- **EXERCISE**: Below are the records; copy exactly the stretch from the line containing "the white sneaker" through the line containing "the denim shorts", both ends included, and nothing else.

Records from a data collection
%%
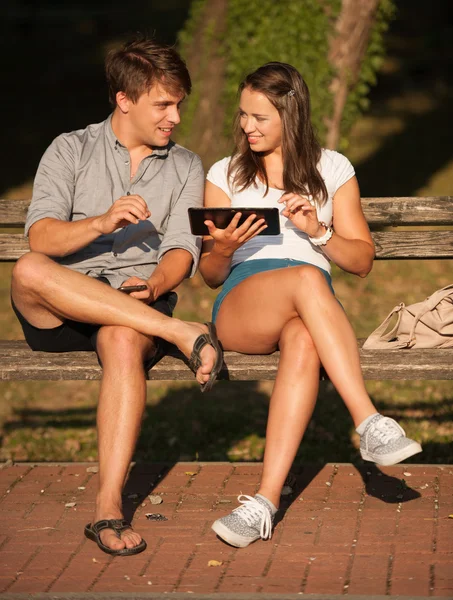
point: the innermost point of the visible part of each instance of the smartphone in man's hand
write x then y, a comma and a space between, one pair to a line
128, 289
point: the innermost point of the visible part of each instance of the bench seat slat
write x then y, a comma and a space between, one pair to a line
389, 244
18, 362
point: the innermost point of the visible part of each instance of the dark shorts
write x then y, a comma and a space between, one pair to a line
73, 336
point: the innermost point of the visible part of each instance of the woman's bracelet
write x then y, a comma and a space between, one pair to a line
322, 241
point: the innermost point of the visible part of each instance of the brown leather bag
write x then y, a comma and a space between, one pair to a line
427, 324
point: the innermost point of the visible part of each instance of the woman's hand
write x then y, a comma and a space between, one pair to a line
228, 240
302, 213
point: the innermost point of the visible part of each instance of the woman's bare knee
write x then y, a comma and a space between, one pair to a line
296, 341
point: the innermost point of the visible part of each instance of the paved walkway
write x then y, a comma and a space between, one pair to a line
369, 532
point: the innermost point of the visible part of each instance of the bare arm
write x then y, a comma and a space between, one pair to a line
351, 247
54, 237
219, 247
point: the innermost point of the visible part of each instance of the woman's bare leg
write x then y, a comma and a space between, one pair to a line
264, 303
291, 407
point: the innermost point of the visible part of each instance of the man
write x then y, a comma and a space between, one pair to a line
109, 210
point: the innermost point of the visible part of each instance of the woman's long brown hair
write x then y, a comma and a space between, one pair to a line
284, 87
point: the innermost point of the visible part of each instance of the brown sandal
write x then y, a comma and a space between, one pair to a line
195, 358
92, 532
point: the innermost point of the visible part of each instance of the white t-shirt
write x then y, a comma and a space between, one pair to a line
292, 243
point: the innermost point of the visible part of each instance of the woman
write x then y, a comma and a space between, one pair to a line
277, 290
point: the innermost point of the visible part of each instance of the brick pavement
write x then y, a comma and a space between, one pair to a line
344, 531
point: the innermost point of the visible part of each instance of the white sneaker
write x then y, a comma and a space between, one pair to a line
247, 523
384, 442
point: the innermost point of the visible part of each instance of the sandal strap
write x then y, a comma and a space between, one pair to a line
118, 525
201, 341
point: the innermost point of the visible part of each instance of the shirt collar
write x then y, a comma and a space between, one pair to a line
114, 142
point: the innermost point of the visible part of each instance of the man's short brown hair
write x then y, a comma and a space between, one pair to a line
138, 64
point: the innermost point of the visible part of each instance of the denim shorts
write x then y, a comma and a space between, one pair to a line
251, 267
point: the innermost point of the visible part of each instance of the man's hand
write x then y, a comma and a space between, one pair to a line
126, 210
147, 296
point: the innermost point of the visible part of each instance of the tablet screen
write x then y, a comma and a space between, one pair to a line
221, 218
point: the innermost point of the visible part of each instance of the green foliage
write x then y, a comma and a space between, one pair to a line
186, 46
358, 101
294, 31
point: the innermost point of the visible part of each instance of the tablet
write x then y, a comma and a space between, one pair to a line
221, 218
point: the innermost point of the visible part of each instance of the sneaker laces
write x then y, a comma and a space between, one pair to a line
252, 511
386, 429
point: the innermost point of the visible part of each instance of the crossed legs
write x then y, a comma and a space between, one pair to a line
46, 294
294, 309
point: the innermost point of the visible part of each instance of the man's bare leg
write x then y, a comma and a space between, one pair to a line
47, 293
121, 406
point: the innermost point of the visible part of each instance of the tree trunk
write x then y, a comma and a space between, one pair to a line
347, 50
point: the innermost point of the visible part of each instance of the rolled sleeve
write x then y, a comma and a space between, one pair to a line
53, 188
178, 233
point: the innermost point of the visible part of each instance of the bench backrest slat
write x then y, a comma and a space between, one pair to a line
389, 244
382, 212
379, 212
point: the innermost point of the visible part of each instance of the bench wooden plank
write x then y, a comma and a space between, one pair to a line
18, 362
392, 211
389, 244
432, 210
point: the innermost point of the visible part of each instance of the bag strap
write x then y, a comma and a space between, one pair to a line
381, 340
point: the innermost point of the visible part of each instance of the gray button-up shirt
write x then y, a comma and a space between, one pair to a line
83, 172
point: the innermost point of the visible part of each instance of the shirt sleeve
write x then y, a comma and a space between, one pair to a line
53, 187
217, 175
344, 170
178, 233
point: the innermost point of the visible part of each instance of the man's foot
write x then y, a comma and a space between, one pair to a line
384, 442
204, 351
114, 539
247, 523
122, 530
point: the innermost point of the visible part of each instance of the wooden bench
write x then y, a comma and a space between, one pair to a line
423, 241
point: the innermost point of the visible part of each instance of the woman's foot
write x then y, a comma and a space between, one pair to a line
%%
- **SOLUTION**:
point: the innermost point of the visible part of each instance of the white sneaker
write x then y, a comma and a space between, one pair to a line
247, 523
384, 442
point: the innermost point of the visible part of each instance of the sandal strap
write x then y, a comma and a space between, one pair to a line
118, 525
201, 341
point: the innermost point of the visible part of each instance of the shirt collar
write x then y, a comma and a space between, one pair to a line
114, 142
point: the innermost point of the visible part of each instance of the man's short brown hair
write x then y, a comma and a space between, one pair to a line
138, 64
point: the innermost point of the visible part of each instance of the denim shorts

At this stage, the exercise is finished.